**GIVEN PASSAGE:**
-------------------------
What’s the big deal here? There are a few issues, but one I’ll focus on is the qpoints=30 bit in the screenshot above. What’s this?

As SAS’s documentation shows, the “quadrature points” parameter is used in approximating the answers to difficult-to-evaluate integrals. You can use fewer points to get a less accurate answer more quickly, or more points to get a more accurate answer more slowly. CMS’s partners used 30, apparently because that gets the runtime of the program down to between 24 and 100 hours. (Did I mention that calculating star ratings takes 100 hours?)

Is this a problem? We’re already dealing with numbers in this weird arbitrary space - does it matter if we use a more or less precise approximation when calculating them? Unfortunately yes: it seems hundreds of hospitals get different ratings if more quadrature points are used.

So now not only is our objective model of quality ruined by subjective human judgment, it takes forever to run, and is super unstable. (It so happens that there is a fast procedure to solve the relevant integrals exactly, but I’ll not dwell on that here.)

IV.

So the computation of a complicated model is complicated. Grouping its output into five buckets should be pretty straightforward, right?

Hahaha, no. We wouldn’t want to put our arbitrarily weighted numbers through an arbitrary grouping procedure like percentiles - what if the cutoff was in a weird spot in bizarro clown space?
-------------------------
**EXCERPTED DATA:**
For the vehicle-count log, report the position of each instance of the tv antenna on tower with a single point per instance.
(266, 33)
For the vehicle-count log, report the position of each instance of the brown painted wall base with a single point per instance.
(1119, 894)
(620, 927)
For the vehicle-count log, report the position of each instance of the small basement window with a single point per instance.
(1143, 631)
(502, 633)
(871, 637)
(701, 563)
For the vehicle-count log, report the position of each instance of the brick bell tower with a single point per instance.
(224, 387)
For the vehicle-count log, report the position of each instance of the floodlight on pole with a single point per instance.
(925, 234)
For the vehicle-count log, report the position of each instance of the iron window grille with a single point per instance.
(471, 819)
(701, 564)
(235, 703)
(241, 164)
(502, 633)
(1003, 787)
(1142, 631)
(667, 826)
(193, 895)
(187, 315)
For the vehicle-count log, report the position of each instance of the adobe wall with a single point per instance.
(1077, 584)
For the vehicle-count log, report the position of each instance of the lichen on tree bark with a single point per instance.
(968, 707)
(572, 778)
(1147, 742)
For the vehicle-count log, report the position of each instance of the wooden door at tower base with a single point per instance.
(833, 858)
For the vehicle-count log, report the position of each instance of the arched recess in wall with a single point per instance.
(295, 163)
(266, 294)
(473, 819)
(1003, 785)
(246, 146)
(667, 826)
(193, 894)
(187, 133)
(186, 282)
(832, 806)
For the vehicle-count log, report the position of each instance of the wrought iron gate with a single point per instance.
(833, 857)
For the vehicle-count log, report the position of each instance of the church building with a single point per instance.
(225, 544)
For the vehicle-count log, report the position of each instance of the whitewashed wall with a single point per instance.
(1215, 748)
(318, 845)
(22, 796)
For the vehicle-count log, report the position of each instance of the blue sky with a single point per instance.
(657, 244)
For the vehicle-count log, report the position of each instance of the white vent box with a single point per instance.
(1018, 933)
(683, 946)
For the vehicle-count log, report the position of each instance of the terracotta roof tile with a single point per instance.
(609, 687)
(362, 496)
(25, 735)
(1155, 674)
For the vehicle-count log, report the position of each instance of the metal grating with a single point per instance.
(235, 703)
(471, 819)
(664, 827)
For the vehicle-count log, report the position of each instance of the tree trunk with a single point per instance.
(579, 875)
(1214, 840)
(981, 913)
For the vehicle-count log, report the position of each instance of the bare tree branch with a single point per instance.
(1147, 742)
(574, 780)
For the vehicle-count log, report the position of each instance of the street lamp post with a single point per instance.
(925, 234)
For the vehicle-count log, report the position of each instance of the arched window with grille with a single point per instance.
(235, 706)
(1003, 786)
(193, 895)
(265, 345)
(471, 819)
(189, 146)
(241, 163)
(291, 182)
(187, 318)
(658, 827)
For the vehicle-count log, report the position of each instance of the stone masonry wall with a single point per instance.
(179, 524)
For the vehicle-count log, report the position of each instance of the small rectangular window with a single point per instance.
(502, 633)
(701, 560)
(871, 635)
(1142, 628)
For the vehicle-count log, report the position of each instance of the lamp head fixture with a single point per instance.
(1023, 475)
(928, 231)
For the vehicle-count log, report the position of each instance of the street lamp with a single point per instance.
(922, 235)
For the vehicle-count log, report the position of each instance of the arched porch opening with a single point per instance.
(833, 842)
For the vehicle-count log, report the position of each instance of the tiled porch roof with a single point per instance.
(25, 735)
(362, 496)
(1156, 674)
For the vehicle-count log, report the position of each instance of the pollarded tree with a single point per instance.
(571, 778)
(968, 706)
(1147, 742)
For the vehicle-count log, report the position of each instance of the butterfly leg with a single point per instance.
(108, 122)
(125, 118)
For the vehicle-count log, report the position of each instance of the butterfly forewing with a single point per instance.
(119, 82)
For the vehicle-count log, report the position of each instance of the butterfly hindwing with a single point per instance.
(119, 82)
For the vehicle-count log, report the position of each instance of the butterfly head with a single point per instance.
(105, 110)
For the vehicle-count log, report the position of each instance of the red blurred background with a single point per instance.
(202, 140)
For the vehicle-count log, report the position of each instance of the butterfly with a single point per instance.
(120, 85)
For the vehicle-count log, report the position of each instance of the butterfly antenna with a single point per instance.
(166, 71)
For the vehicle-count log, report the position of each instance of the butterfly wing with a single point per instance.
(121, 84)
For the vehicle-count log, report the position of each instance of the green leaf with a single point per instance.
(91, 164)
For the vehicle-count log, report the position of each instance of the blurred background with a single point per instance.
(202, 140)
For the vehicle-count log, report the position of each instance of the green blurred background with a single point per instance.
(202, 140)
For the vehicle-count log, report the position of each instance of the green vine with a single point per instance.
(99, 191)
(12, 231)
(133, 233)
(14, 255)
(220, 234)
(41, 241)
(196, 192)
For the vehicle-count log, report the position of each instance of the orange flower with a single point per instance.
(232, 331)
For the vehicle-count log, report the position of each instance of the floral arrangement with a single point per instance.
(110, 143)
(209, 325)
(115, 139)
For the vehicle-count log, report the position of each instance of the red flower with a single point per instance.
-------------------------
**EXERCISE INSTRUCTIONS:**
A. In the star ratings text, how many quadrature points did CMS's partners use?
B. Quote everything in the star ratings text from "Hahaha, no. We" down to "bizarro clown space?".
The records have no connection to the star ratings text.

**ANSWERS BY ITEM NUMBER:**
A. They used 30 quadrature points.

B.
Hahaha, no. We wouldn’t want to put our arbitrarily weighted numbers through an arbitrary grouping procedure like percentiles - what if the cutoff was in a weird spot in bizarro clown space?